WORK TASK: Images appear in the records below; leave them out and repeat everything else exactly.

== Segment start ==

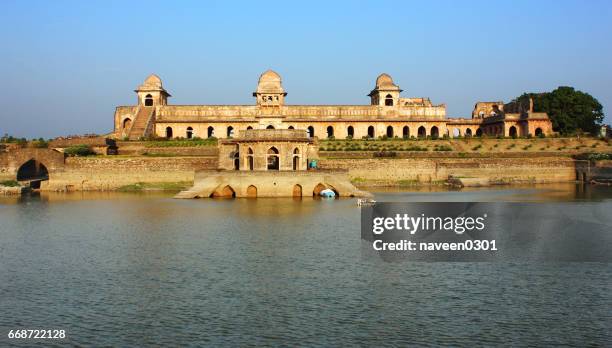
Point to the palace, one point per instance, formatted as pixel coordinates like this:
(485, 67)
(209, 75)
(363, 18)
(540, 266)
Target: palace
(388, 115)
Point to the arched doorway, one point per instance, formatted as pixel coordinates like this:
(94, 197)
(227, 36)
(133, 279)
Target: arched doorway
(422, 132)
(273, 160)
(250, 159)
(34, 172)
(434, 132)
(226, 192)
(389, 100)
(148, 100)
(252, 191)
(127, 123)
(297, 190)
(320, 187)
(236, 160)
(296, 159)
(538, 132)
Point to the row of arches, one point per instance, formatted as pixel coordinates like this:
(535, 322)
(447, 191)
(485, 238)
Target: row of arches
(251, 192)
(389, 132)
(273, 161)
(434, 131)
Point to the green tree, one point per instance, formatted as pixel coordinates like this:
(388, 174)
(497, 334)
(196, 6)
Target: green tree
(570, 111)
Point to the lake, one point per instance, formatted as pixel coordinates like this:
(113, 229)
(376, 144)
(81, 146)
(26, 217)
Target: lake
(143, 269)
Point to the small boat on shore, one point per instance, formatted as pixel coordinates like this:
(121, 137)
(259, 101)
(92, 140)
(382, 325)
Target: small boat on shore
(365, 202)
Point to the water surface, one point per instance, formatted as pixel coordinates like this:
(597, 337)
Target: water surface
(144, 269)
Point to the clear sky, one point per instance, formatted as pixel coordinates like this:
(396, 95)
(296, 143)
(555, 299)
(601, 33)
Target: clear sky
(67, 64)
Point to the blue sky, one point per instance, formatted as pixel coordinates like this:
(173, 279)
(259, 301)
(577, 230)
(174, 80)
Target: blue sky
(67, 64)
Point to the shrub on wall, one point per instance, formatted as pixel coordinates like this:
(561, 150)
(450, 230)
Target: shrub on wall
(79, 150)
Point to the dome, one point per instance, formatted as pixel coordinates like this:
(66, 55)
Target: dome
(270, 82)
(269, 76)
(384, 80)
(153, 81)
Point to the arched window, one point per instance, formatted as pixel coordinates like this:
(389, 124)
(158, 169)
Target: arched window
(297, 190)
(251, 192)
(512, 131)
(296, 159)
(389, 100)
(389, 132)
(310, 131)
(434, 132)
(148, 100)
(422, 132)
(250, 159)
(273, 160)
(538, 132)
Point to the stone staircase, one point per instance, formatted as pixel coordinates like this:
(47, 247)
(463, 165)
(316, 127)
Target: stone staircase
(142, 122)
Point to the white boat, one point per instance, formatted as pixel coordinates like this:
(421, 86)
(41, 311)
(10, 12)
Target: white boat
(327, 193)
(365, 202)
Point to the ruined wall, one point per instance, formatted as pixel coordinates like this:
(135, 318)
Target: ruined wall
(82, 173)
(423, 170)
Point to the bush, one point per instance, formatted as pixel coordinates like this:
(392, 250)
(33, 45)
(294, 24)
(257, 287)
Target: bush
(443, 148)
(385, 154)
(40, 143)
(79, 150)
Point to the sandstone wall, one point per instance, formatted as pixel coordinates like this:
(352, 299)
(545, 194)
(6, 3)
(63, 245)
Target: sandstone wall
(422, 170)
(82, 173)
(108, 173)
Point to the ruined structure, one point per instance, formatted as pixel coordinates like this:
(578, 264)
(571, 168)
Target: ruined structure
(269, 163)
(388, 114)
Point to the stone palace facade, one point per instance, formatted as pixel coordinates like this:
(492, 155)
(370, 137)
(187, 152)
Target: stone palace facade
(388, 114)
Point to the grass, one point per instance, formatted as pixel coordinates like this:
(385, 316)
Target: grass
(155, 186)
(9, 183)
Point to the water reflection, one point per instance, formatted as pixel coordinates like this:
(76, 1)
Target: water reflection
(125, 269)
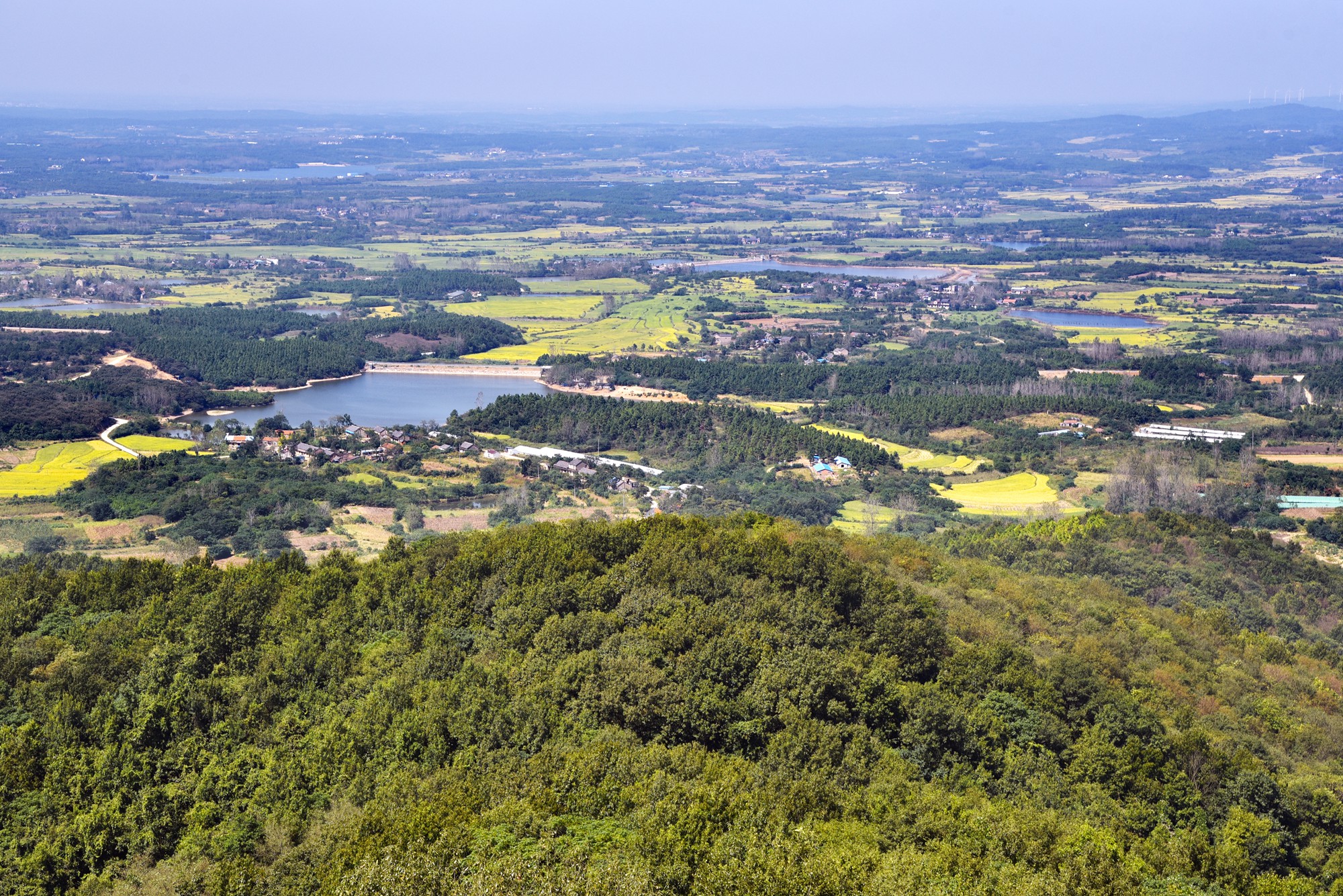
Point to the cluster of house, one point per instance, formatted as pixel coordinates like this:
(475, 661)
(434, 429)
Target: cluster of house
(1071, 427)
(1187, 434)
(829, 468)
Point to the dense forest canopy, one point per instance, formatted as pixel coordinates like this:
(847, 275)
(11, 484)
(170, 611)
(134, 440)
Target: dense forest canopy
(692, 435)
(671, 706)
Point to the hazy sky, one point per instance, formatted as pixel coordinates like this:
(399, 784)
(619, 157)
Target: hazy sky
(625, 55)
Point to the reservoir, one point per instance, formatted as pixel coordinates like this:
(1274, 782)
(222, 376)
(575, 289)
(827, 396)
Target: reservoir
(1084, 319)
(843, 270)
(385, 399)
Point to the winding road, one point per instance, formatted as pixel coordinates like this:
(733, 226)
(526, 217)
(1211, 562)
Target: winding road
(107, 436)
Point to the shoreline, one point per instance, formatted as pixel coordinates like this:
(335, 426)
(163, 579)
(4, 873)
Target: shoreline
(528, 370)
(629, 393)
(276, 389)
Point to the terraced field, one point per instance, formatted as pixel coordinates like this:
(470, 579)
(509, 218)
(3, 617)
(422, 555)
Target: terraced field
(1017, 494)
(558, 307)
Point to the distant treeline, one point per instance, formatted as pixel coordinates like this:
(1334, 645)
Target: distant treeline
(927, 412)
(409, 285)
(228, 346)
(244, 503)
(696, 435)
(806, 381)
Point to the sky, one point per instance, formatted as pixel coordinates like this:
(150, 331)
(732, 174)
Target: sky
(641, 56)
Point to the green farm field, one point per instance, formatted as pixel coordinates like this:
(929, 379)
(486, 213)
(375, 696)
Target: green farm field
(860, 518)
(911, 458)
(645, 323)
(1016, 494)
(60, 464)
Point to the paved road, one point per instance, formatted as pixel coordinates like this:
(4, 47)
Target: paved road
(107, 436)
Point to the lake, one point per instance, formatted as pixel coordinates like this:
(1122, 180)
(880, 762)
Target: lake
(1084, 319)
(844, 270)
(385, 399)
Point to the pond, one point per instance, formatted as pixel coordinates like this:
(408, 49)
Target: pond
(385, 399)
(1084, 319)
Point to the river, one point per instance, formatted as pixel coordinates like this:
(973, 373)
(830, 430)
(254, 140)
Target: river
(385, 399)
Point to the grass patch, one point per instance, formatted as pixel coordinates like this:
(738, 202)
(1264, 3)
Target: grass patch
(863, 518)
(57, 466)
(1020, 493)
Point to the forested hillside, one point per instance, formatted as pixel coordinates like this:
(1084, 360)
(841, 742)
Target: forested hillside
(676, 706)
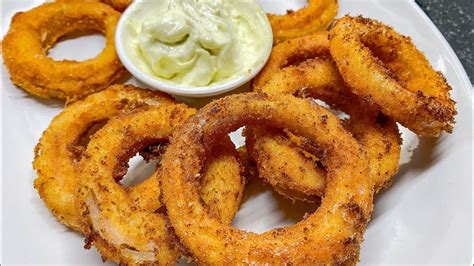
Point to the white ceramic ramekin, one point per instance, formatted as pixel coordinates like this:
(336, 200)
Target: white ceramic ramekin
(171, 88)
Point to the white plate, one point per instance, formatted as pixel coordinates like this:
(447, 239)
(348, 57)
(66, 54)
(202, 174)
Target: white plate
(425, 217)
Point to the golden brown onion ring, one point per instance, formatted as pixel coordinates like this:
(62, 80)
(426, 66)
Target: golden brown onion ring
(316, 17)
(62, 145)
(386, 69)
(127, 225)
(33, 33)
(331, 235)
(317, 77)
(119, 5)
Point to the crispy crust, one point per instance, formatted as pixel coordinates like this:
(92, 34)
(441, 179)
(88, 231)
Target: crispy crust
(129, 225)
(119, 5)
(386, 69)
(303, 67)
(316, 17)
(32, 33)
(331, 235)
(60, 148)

== Segment end ==

SOLUTION TO THIS PROBLEM:
Point to the palace, one point per instance, formatted as pixel coordinates like this:
(485, 67)
(209, 75)
(363, 18)
(540, 266)
Target: palace
(388, 115)
Point to the arched doorway, one point per instance, formatted as pixel coordinates like this:
(94, 197)
(227, 36)
(133, 279)
Target: arched doorway
(422, 132)
(273, 160)
(250, 159)
(34, 172)
(434, 132)
(226, 192)
(389, 100)
(148, 100)
(252, 191)
(127, 123)
(297, 190)
(320, 187)
(236, 160)
(296, 159)
(538, 132)
Point to the row of arches, one point per instance, formatted as pixel coordinates like this:
(535, 322)
(447, 191)
(485, 238)
Target: row of arches
(251, 192)
(389, 132)
(273, 161)
(434, 131)
Point to the green tree, one point per instance, formatted as pixel coordinates like this:
(388, 174)
(497, 334)
(196, 6)
Target: green tree
(570, 111)
Point to the lake, one point per instance, formatted as pixel coordinates like this:
(113, 229)
(376, 144)
(81, 146)
(26, 217)
Target: lake
(143, 269)
Point to the small boat on shore, one point per instance, formatted as pixel coordinates like this:
(121, 137)
(259, 101)
(92, 140)
(382, 325)
Target: small boat on shore
(365, 202)
Point to the water surface, one point per instance, formatted as pixel coordinates like this:
(597, 337)
Target: water surface
(144, 269)
Point to the clear sky, one point per instance, formatted as pixel coordinates like this:
(396, 95)
(296, 143)
(555, 299)
(601, 33)
Target: clear sky
(67, 64)
Point to the blue sky, one point per instance, formatted as pixel coordinates like this:
(173, 279)
(259, 301)
(577, 230)
(174, 80)
Target: blue sky
(67, 64)
Point to the shrub on wall, one point per instance, formatted as pixel coordinates like this:
(561, 150)
(450, 230)
Target: shrub on wall
(79, 150)
Point to the dome, one point per instance, formatted as pixel coordinates like this:
(66, 55)
Target: dome
(270, 82)
(269, 76)
(384, 80)
(153, 81)
Point to the arched window, one point per instance, formatted as pixel coordinates like this:
(389, 124)
(158, 169)
Target: arched window
(297, 190)
(251, 192)
(512, 131)
(296, 159)
(389, 100)
(389, 132)
(310, 131)
(434, 132)
(148, 100)
(422, 132)
(250, 159)
(273, 160)
(538, 132)
Point to the stone staircase, one point per instance, formatted as pixel coordinates like this:
(47, 247)
(463, 165)
(316, 127)
Target: stone staircase
(142, 122)
Point to the white boat, one point per instance, formatted as pixel coordinates like this:
(421, 86)
(41, 311)
(10, 12)
Target: white boat
(327, 193)
(365, 202)
Point to the ruined wall, one point per instance, formatted as pixel coordinates like this:
(135, 318)
Target: ruined wall
(82, 173)
(423, 170)
Point to the bush, one point per instance, formatted as pixel coordinates like this:
(392, 250)
(33, 45)
(294, 24)
(257, 287)
Target: bush
(443, 148)
(385, 154)
(40, 143)
(79, 150)
Point to the sandstone wall, one point per instance, formatted as pixel coordinates like this:
(352, 299)
(545, 194)
(6, 3)
(63, 245)
Target: sandstone wall
(422, 170)
(82, 173)
(108, 173)
Point to the ruined structure, one point per instance, formatted as pixel coordinates like this:
(578, 264)
(571, 168)
Target: ruined structure
(269, 163)
(388, 114)
Point to the stone palace facade, one point per instance, formatted as pixel coordinates like this:
(492, 155)
(370, 137)
(187, 152)
Target: stone palace facade
(388, 114)
Point to the grass, one point per instance, formatted as pixel coordinates like this:
(385, 316)
Target: grass
(155, 186)
(9, 183)
Point to the water reflection, one point per instance, formatted as pixel coordinates like this:
(76, 1)
Target: water reflection
(125, 269)
Point to the cluster of house, one point per instance, formatted as pixel coordinates like this:
(475, 661)
(434, 429)
Target: cluster of house
(1071, 427)
(1187, 434)
(829, 468)
Point to the dense forest canopy, one point per instance, formatted as pixel coordinates like this:
(847, 275)
(11, 484)
(170, 611)
(134, 440)
Target: dense forest canopy
(692, 435)
(671, 706)
Point to the hazy sky, one point per instance, formatted as pixel coordinates like this:
(399, 784)
(619, 157)
Target: hazy sky
(625, 55)
Point to the reservoir, one point per instance, formatted as pixel coordinates like this:
(1274, 782)
(222, 376)
(575, 289)
(827, 396)
Target: reservoir
(1084, 319)
(843, 270)
(385, 399)
Point to the winding road, one point per instance, formatted as pixel coordinates like this:
(733, 226)
(526, 217)
(1211, 562)
Target: winding road
(107, 436)
Point to the shoreline, one point per instance, formatted as pixel coordinates like this:
(335, 426)
(163, 579)
(4, 873)
Target: shoreline
(528, 370)
(629, 393)
(276, 389)
Point to the terraced field, one point per instance, formatted as pixel coordinates like this:
(470, 579)
(509, 218)
(3, 617)
(422, 555)
Target: terraced field
(1017, 494)
(558, 307)
Point to the distant treeline, one point per instance, formatted as pixel coordinates like this:
(1334, 645)
Target: distant treeline
(927, 412)
(409, 285)
(228, 346)
(244, 503)
(696, 435)
(806, 381)
Point to the sky, one point per instance, formatted as pixel coordinates like this:
(150, 331)
(732, 174)
Target: sky
(641, 56)
Point to the green farm field, one point per instance, formatted as pixel coordinates like this:
(929, 379)
(486, 213)
(375, 696)
Target: green farm field
(860, 518)
(911, 458)
(645, 323)
(1016, 494)
(60, 464)
Point to the paved road, one point per instance, formatted as pixel coordinates like this:
(4, 47)
Target: paved road
(107, 436)
Point to the lake, one point per instance, formatted as pixel coordinates like this:
(1122, 180)
(880, 762)
Target: lake
(1084, 319)
(844, 270)
(385, 399)
Point to the pond, one point per instance, formatted as pixel coordinates like this:
(408, 49)
Target: pond
(385, 399)
(1084, 319)
Point to the river, one point per instance, formatted as pixel coordinates like this:
(973, 373)
(830, 430)
(254, 140)
Target: river
(385, 399)
Point to the grass patch, one point per instance, formatted as pixel coordinates like this:
(738, 202)
(1264, 3)
Target: grass patch
(863, 518)
(57, 466)
(1020, 493)
Point to the forested hillside, one point per instance, formatted as pixel coordinates like this:
(1084, 360)
(841, 742)
Target: forested hillside
(676, 706)
Point to the white ceramic ramekin, one point per instance, formatted as pixel coordinates like this:
(336, 200)
Target: white ceramic ramekin
(171, 88)
Point to the white plate, one point per instance, formatted as pixel coordinates like this:
(447, 239)
(348, 57)
(66, 54)
(202, 174)
Target: white plate
(425, 217)
Point to the golden brown onion ring, one point per instance, formatted as pixel coordinates like this:
(62, 80)
(426, 66)
Target: golden brown onion ring
(316, 17)
(62, 145)
(386, 69)
(127, 225)
(33, 33)
(331, 235)
(317, 77)
(119, 5)
Point to the crispy crust, one point per instance, formatted as pixel coordinates like this:
(92, 34)
(441, 179)
(88, 231)
Target: crispy crust
(129, 225)
(119, 5)
(386, 69)
(303, 67)
(316, 17)
(32, 33)
(331, 235)
(60, 148)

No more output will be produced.